Excerpted text:
▼

I had a friend receive a large quantity of chemicals from a family of a deceased potter. It was going to cost the family about $10,000 to throw away the chemicals which would have to be tested for toxic disposal. You might explain that to the family when you make your offer. That is a lot of good chemicals some of which are extinct.

I'd like to suggest to old potters out there to consider leaving your studio chemicals to someone so the family doesn't have to deal with disposal costs. There are lucky to find Roberta.

 

Thanks Marcia.  I was trying to decide yesterday which things to combine, and which to keep separate.  I combined his cobalt carb with mine, silica, epk, A couple of other things.  I did not combine the rutile.  It is a little bit darker than what I have, but it still looks like it should.  I thought I would test some of those things first.

▲

Data for review:
▼

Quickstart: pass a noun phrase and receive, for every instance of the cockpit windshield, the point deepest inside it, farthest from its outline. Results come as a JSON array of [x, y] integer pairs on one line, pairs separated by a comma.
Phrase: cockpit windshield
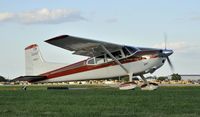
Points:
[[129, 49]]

▲
▼

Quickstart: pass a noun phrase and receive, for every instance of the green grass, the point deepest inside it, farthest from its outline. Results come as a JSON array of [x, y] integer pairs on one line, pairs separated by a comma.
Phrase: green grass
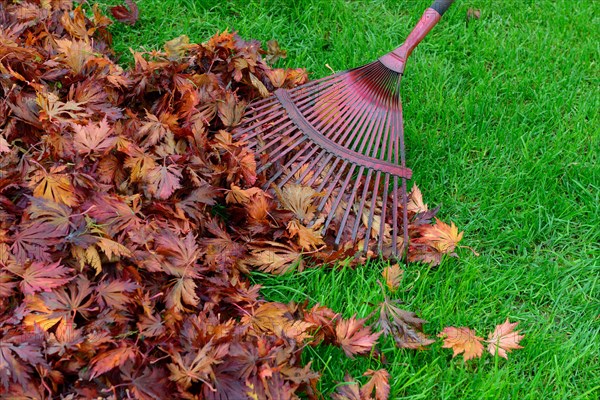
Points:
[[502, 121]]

▲
▼

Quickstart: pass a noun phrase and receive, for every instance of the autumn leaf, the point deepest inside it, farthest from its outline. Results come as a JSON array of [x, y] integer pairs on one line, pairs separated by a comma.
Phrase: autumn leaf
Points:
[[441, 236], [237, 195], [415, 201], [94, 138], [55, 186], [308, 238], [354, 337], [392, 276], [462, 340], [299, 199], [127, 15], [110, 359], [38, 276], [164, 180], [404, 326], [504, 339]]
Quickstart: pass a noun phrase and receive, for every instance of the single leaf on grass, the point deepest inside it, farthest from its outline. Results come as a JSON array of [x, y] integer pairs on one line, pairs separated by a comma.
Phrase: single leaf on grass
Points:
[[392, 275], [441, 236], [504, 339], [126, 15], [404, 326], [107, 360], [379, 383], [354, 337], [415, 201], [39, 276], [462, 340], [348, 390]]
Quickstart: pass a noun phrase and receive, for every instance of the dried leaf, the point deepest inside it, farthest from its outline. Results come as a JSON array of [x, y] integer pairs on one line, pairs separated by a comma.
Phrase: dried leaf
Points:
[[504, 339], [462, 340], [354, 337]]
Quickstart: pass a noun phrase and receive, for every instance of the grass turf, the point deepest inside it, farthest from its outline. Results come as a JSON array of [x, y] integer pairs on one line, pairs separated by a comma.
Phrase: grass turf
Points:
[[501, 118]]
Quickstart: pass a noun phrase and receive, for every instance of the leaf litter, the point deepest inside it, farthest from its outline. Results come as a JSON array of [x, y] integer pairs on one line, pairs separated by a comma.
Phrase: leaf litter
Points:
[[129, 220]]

▲

Tasks to complete:
(1) According to the text on a deceased potter's studio chemicals, about how much would it have cost the family to throw the chemicals away?
(2) Pick up the text on a deceased potter's studio chemicals where it stops and continue it.

Answer section:
(1) About $10,000.

(2)
As I am going through all of his carefully labeled bags and pails I just felt like I could not let these things go to waste.  You are right about it costing so much to properly dispose of chemicals.  So, 50 pounds of custer feldspar is going to Steamboat to a hard working potter.  The colemanite is going to a forum member.  The talc is going to a forum member, the shelves are going to Palisade Colorado, the dolomite and bentonite are going to New Mexico.  And on and on.  It's a way to create a legacy for  Steve Grandbouche.  And pass along a tradition.